Directive: Copy out word for word everything from the start of the data down to and including the line that contains "L 75 70 L 46". Leave the pictures out.

Excerpted data:
┏━━

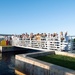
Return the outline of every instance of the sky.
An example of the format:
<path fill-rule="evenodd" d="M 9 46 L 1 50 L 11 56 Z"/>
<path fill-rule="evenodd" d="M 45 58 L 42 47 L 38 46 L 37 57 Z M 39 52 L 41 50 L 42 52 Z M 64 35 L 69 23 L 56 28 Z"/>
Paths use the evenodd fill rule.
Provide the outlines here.
<path fill-rule="evenodd" d="M 75 35 L 75 0 L 0 0 L 0 34 Z"/>

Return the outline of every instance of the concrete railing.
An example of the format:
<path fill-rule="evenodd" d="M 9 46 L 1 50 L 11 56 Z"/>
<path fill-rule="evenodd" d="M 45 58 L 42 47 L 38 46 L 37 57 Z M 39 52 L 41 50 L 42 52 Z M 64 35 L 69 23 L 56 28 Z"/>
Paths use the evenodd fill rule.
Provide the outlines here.
<path fill-rule="evenodd" d="M 48 50 L 70 50 L 68 42 L 61 42 L 60 40 L 18 40 L 12 41 L 13 46 L 24 46 Z"/>
<path fill-rule="evenodd" d="M 27 75 L 75 75 L 75 70 L 46 63 L 32 57 L 55 54 L 51 52 L 39 52 L 29 55 L 16 55 L 15 68 Z"/>

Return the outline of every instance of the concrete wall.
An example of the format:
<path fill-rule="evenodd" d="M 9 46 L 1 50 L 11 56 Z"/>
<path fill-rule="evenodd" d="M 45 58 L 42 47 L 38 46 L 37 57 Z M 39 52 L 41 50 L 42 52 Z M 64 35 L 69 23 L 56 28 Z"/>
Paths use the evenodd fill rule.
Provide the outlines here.
<path fill-rule="evenodd" d="M 58 55 L 65 55 L 65 56 L 70 56 L 70 57 L 75 57 L 75 53 L 68 53 L 68 52 L 55 51 L 55 54 L 58 54 Z"/>
<path fill-rule="evenodd" d="M 16 55 L 15 68 L 27 75 L 75 75 L 75 70 L 31 58 L 37 55 L 46 55 L 49 53 L 50 52 L 40 52 L 29 55 Z M 52 53 L 54 54 L 54 52 L 51 52 L 50 54 Z"/>
<path fill-rule="evenodd" d="M 0 52 L 9 52 L 14 51 L 14 47 L 12 46 L 0 46 Z"/>

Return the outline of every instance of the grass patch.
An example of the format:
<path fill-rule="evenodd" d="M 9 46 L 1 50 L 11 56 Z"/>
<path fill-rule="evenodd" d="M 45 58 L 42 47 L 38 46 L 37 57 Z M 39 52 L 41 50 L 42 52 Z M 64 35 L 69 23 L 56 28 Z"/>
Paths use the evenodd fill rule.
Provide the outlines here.
<path fill-rule="evenodd" d="M 36 59 L 75 70 L 75 58 L 63 55 L 39 56 Z"/>

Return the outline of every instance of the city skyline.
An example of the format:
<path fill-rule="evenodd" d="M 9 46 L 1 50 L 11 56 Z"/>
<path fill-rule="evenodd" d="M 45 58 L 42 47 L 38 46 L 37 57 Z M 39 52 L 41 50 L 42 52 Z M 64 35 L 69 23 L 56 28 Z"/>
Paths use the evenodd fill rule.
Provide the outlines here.
<path fill-rule="evenodd" d="M 0 34 L 75 35 L 75 0 L 0 0 Z"/>

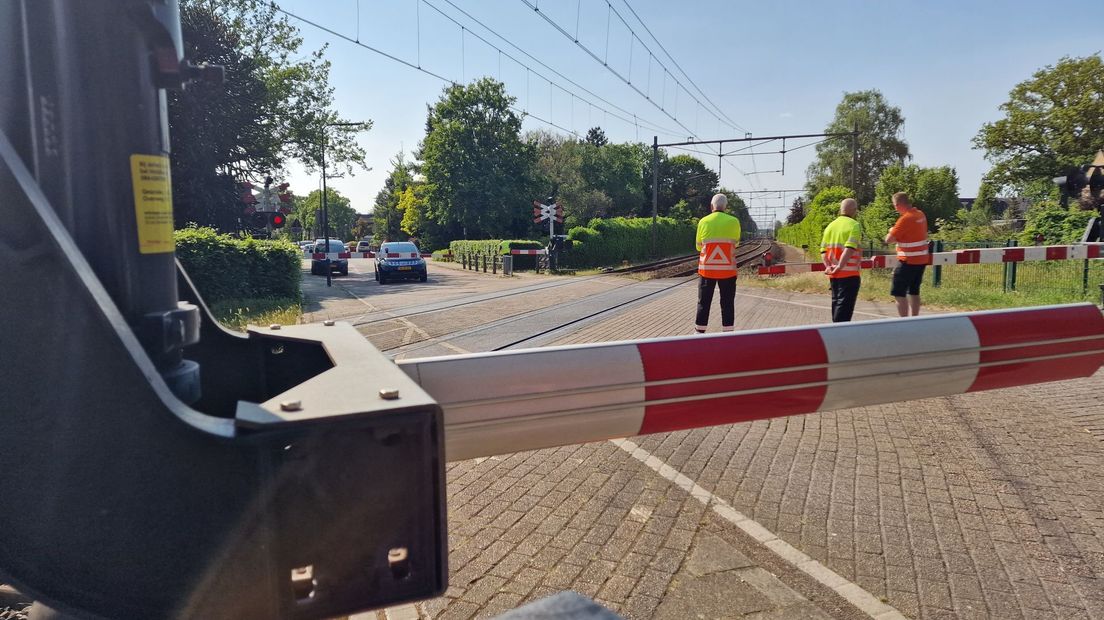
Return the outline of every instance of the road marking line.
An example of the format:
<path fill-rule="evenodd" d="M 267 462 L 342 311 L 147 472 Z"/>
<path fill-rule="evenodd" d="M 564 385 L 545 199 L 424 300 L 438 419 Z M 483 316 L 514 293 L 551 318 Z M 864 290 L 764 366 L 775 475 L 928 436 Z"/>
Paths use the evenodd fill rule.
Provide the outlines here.
<path fill-rule="evenodd" d="M 422 328 L 420 328 L 420 327 L 415 325 L 414 323 L 412 323 L 410 321 L 410 319 L 407 319 L 405 317 L 400 317 L 400 316 L 393 314 L 390 310 L 380 310 L 375 306 L 372 306 L 371 303 L 369 303 L 368 300 L 365 300 L 364 298 L 360 297 L 359 295 L 357 295 L 355 292 L 349 290 L 346 287 L 338 287 L 338 288 L 340 288 L 341 290 L 343 290 L 346 292 L 346 295 L 352 296 L 352 298 L 355 299 L 357 301 L 363 303 L 364 306 L 368 306 L 372 310 L 372 312 L 380 312 L 380 313 L 383 313 L 383 314 L 388 314 L 388 316 L 391 317 L 390 320 L 397 321 L 400 324 L 402 324 L 403 327 L 399 328 L 399 329 L 405 329 L 406 332 L 403 334 L 402 344 L 400 346 L 404 346 L 404 345 L 407 345 L 407 344 L 411 344 L 412 342 L 414 342 L 414 336 L 415 335 L 423 336 L 425 340 L 423 340 L 422 342 L 428 342 L 428 341 L 432 341 L 432 340 L 437 340 L 437 339 L 431 336 L 429 332 L 427 332 L 427 331 L 423 330 Z M 350 323 L 355 324 L 357 321 L 359 321 L 360 319 L 363 319 L 367 316 L 368 314 L 361 314 L 355 320 L 350 321 Z M 388 330 L 388 331 L 394 331 L 394 330 Z M 382 333 L 385 333 L 385 332 L 382 332 Z M 437 340 L 437 344 L 444 346 L 445 349 L 447 349 L 447 350 L 449 350 L 449 351 L 452 351 L 454 353 L 460 353 L 460 354 L 471 353 L 470 351 L 467 351 L 465 349 L 456 346 L 455 344 L 452 344 L 452 343 L 446 342 L 444 340 Z"/>
<path fill-rule="evenodd" d="M 692 498 L 711 509 L 721 519 L 735 525 L 761 545 L 773 552 L 783 562 L 805 573 L 818 584 L 821 584 L 848 602 L 857 607 L 860 611 L 878 620 L 906 620 L 900 611 L 885 605 L 874 595 L 862 589 L 859 585 L 848 581 L 838 573 L 813 559 L 798 548 L 774 535 L 769 530 L 763 527 L 758 522 L 749 519 L 739 512 L 731 504 L 718 498 L 707 489 L 698 485 L 693 480 L 679 472 L 671 466 L 665 463 L 658 457 L 649 453 L 644 448 L 627 439 L 611 439 L 611 443 L 628 452 L 634 459 L 648 466 L 652 471 L 662 478 L 673 482 L 678 488 Z"/>

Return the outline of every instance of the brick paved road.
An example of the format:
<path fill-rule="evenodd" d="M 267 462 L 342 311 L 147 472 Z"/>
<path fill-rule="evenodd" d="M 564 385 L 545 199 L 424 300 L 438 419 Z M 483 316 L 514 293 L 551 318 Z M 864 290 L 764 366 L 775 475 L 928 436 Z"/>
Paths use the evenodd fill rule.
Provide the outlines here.
<path fill-rule="evenodd" d="M 686 334 L 693 295 L 561 343 Z M 827 307 L 743 287 L 737 329 Z M 1097 374 L 634 442 L 907 617 L 1104 618 L 1104 443 L 1074 418 L 1104 415 L 1102 388 Z M 863 617 L 612 442 L 452 463 L 448 496 L 452 587 L 405 611 L 490 617 L 571 588 L 628 618 Z"/>

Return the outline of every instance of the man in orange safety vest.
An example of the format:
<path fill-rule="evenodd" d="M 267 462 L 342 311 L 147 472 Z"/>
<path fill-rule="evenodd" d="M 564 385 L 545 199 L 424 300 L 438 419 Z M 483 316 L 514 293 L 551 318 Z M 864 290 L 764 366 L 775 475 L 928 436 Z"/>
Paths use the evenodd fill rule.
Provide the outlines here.
<path fill-rule="evenodd" d="M 710 202 L 712 213 L 698 222 L 698 316 L 694 330 L 705 333 L 713 289 L 721 289 L 721 331 L 731 332 L 736 323 L 736 246 L 740 245 L 740 220 L 724 212 L 729 197 L 716 194 Z"/>
<path fill-rule="evenodd" d="M 920 314 L 920 284 L 924 280 L 924 267 L 932 258 L 927 249 L 927 218 L 924 213 L 913 206 L 909 194 L 893 194 L 893 209 L 900 217 L 885 243 L 898 244 L 898 266 L 893 269 L 893 284 L 890 287 L 898 302 L 898 314 L 907 317 L 910 312 Z"/>

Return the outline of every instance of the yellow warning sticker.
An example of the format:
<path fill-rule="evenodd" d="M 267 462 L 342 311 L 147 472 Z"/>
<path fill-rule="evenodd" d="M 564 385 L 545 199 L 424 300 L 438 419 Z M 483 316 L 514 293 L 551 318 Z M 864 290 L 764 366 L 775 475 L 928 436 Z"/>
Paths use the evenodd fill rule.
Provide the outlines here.
<path fill-rule="evenodd" d="M 161 254 L 176 249 L 172 240 L 172 182 L 169 158 L 130 156 L 130 180 L 135 188 L 138 252 Z"/>

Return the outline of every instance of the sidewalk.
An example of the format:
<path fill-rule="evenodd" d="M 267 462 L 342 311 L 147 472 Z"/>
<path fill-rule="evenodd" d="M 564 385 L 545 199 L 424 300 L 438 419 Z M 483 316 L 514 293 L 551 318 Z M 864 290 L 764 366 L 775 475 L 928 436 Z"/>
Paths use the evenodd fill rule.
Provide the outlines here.
<path fill-rule="evenodd" d="M 675 290 L 558 344 L 690 333 L 694 291 Z M 737 289 L 737 329 L 828 317 L 827 296 Z M 1104 414 L 1102 388 L 452 463 L 452 587 L 408 611 L 492 617 L 574 589 L 627 618 L 1104 618 L 1104 443 L 1073 418 Z"/>

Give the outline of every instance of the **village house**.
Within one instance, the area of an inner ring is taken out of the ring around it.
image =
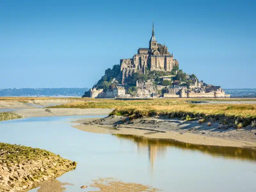
[[[120,95],[125,95],[125,90],[122,86],[116,86],[113,89],[113,95],[115,97],[119,97]]]

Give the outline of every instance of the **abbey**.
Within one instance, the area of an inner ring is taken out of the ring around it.
[[[122,83],[125,82],[125,77],[132,73],[145,73],[146,68],[150,70],[170,71],[175,66],[179,66],[179,61],[173,58],[173,54],[168,52],[165,44],[157,43],[155,36],[153,22],[152,36],[148,48],[139,48],[138,53],[132,59],[121,59],[120,61]]]

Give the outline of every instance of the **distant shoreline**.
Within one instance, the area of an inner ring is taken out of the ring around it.
[[[127,121],[125,121],[125,119]],[[217,123],[211,127],[206,123],[176,119],[141,118],[127,120],[122,116],[78,120],[73,126],[79,130],[99,133],[134,135],[155,139],[169,139],[196,145],[256,148],[256,135],[248,130],[218,129]],[[256,133],[256,130],[252,131]]]

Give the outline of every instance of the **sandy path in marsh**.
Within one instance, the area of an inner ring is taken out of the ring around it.
[[[135,120],[132,123],[123,123],[124,117],[115,116],[96,120],[92,123],[73,126],[87,132],[110,134],[135,135],[149,138],[170,139],[196,145],[256,147],[256,129],[237,131],[216,130],[217,125],[209,127],[206,124],[184,122],[176,120],[170,121],[147,118]],[[82,123],[80,120],[77,123]],[[89,119],[83,120],[88,123]]]

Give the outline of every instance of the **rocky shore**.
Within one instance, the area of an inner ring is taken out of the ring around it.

┗━━

Expected answer:
Return the outline of every instance of the sky.
An example of the format:
<path fill-rule="evenodd" d="M 9 46 L 1 50 L 11 56 Z"/>
<path fill-rule="evenodd" d="M 45 58 L 42 47 L 38 46 L 37 57 Z M 39 52 L 41 50 L 42 52 Z M 64 35 L 69 23 L 56 28 Z"/>
Paths use the evenodd fill rule.
Provide the outlines here.
<path fill-rule="evenodd" d="M 75 35 L 75 0 L 0 0 L 0 34 Z"/>

Return the outline of every instance of the concrete railing.
An example of the format:
<path fill-rule="evenodd" d="M 9 46 L 1 50 L 11 56 Z"/>
<path fill-rule="evenodd" d="M 45 58 L 42 47 L 38 46 L 37 57 Z M 39 52 L 41 50 L 42 52 Z M 64 35 L 69 23 L 56 28 Z"/>
Paths use the evenodd fill rule.
Provide the outlines here.
<path fill-rule="evenodd" d="M 48 50 L 70 50 L 68 42 L 61 42 L 60 40 L 18 40 L 12 41 L 13 46 L 24 46 Z"/>
<path fill-rule="evenodd" d="M 27 75 L 75 75 L 75 70 L 46 63 L 32 57 L 55 54 L 51 52 L 39 52 L 29 55 L 16 55 L 15 68 Z"/>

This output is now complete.